# SUPPLIED INFORMATION
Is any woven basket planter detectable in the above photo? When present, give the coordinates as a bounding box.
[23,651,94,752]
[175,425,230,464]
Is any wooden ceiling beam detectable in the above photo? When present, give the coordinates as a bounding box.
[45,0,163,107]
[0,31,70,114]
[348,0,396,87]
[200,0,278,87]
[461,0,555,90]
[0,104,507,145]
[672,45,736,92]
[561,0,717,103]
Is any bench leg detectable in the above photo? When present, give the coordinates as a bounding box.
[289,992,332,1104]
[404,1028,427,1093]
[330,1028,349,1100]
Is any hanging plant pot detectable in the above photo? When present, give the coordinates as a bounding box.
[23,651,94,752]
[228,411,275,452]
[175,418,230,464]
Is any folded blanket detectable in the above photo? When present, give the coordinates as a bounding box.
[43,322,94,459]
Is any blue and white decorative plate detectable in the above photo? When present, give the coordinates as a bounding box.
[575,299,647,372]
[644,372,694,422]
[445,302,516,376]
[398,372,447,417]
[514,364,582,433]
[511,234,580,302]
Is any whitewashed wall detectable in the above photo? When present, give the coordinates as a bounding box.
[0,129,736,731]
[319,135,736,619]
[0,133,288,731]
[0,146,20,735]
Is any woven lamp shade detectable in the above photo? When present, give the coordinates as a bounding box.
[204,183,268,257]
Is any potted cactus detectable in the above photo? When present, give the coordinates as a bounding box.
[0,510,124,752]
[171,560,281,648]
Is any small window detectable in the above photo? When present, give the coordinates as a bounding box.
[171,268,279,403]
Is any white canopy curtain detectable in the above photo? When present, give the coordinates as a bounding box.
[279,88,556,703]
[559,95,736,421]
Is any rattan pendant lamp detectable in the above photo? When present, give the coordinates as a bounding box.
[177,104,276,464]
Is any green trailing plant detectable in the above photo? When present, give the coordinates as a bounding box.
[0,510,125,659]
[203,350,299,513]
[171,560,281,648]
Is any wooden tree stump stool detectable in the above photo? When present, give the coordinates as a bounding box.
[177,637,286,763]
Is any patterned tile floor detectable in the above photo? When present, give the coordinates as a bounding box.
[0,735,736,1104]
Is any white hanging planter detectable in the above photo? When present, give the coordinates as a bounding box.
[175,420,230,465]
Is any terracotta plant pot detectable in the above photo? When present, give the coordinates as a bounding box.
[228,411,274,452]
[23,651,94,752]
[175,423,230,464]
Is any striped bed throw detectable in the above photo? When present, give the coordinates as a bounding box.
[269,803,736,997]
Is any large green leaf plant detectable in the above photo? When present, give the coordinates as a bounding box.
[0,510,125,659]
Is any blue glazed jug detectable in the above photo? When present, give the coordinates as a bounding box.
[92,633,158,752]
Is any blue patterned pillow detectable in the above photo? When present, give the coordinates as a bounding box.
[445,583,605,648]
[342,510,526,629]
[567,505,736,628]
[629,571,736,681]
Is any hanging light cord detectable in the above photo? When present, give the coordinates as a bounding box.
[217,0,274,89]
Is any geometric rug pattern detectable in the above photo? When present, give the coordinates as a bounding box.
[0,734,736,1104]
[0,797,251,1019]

# INSTRUCTIONS FOR THE TASK
Reproduce all the entries above, swapping "detectable" for "visible" wherever it occurs and keeping everything else the same.

# SOLUTION BELOW
Is any woven basket planter visible in the above photo? When present, give the coordinates as a bounding box.
[23,651,94,752]
[175,425,230,464]
Is any wooden ceiling beam visible in the above photo? When present, give the coordinates as a bounding box.
[45,0,163,107]
[0,31,70,114]
[348,0,396,87]
[200,0,278,87]
[461,0,555,90]
[0,104,507,145]
[672,45,736,92]
[561,0,717,103]
Is any bench leg visible in the above photo? When present, give the coordinates as a bounding box.
[289,992,332,1104]
[404,1028,427,1093]
[330,1028,349,1100]
Is any hanging plant pot visible in the above photo? When present, give the coordinates as a bounding box.
[23,651,94,752]
[228,411,275,452]
[175,418,230,464]
Is any folded blanket visible in the above photo? When present, give the coordinates as a bounding box.
[43,322,94,459]
Is any blue and white decorative plate visible in the above photo? When present, give the coordinates as a bounding box.
[575,299,647,372]
[644,372,694,422]
[445,302,516,376]
[398,372,447,417]
[514,364,582,433]
[511,234,580,302]
Is any whitewashed wall visible in the above photo? When present, give the coordinates as a bounding box.
[0,129,736,731]
[319,135,736,619]
[0,133,288,731]
[0,146,20,735]
Is any woven lamp shade visible in the above photo? When present, give the coordinates as a bounding box.
[204,183,268,257]
Is any potted cactus visible in the above photo? When present, give the coordinates as a bounding box.
[0,510,124,752]
[171,560,281,648]
Is any small window visible in the above photo? When present, give the coordinates as a bounding box.
[171,268,279,403]
Is any white canopy curtain visible in the above photo? When present, give the coordinates as a bounding box.
[279,88,556,703]
[559,95,736,421]
Is any rattan pendant lamp visible in the above photo? When present, give the coordinates as a bounding box.
[177,104,276,464]
Is any green trailing plant visible in the above photo? When present, give the coordinates as a bounding box.
[0,510,125,659]
[203,350,299,513]
[171,560,281,648]
Is any wooden tree stump stool visible in the above photo? When present, give the coordinates as a bounding box.
[177,637,286,763]
Is any patterned tile floor visible in the above photo? When present, give the coordinates as a bounding box.
[0,735,736,1104]
Is any white hanging planter visible in the above photo? When present, give the coordinates as a bounding box.
[175,420,230,465]
Is any terracotta plant pot visible in the above photo? When present, give the coordinates as a bounding box.
[228,411,274,452]
[23,651,94,752]
[175,423,230,464]
Is any striped bed throw visible in the above photo? When present, give the coordinates as a bounding box.
[269,803,736,997]
Is any large green leaf plant visible in the above photo? When present, give the coordinates as a bounding box.
[0,510,125,659]
Is any blue glazed jug visible in the above photo? When present, give the coordinates as a bounding box.
[92,633,158,752]
Is any blue patterned pillow visible in the above photo? When present, give the coordinates as a bounding box.
[445,583,605,648]
[342,510,526,629]
[567,505,736,628]
[629,571,736,681]
Is any hanging light cord visible in the above photo? When present, give the coordinates as a bounding box.
[217,0,274,89]
Is any geometric rug pattern visible in the above photo? When present, give the coordinates as a bounding box.
[0,734,736,1104]
[0,797,251,1019]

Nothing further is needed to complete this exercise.